● **EXERCISE BRIEF**
Retype every row below word for word, leaving out the pictures.

++++ DATA TO USE

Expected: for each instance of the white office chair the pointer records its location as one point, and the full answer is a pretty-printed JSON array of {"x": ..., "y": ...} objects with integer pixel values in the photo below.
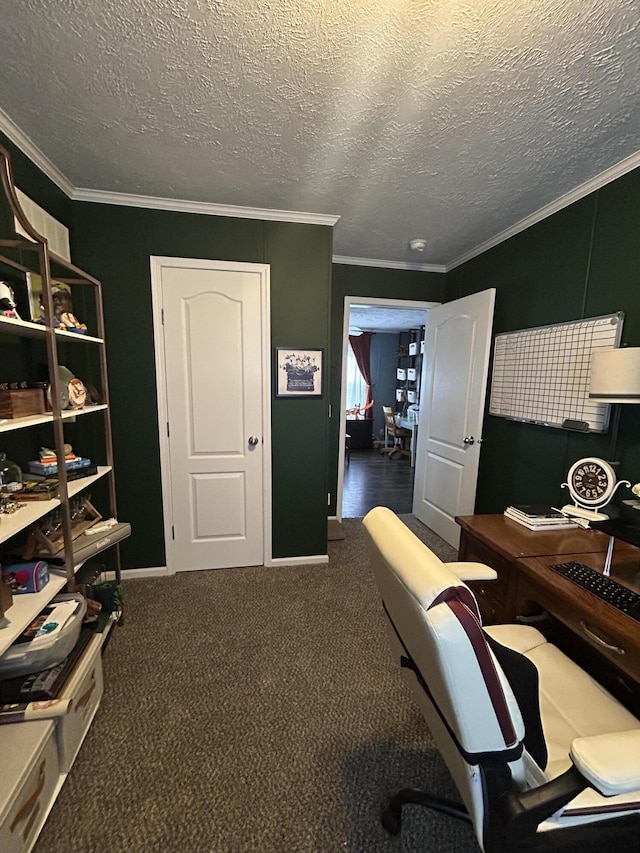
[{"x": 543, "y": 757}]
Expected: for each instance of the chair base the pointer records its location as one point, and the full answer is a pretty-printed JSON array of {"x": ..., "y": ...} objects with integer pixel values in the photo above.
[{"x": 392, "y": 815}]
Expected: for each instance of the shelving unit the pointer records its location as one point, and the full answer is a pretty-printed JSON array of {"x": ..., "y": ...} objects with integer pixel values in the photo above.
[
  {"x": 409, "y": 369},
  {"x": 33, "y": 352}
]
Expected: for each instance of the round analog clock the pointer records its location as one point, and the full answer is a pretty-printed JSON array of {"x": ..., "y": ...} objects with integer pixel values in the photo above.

++++++++

● **SOLUTION**
Expected: for each instance of the white office chair the pointer records its location as one point, and the full answer is a pretty-printed JSON array of {"x": ..., "y": ...} objects with integer pixel values in the photo below.
[{"x": 543, "y": 757}]
Expected: for each instance of the chair base the pointer records its location as one point, and the full answer is a pretty-printed JSON array of {"x": ..., "y": ...} objects with integer pixel values in the photo above.
[{"x": 392, "y": 815}]
Expected: for each instance of the shelving unit the pointer records its location as one point, and the full answer is a pretty-printed JSON array of {"x": ..., "y": ...} objects with integer pixel values in the photo above.
[
  {"x": 409, "y": 369},
  {"x": 33, "y": 352}
]
Expected: for each instance of the round analog clock the pointer records its location as one point, and the full answer is a pretty-printed JSON array of {"x": ..., "y": ...} objects with integer pixel values in the photo above.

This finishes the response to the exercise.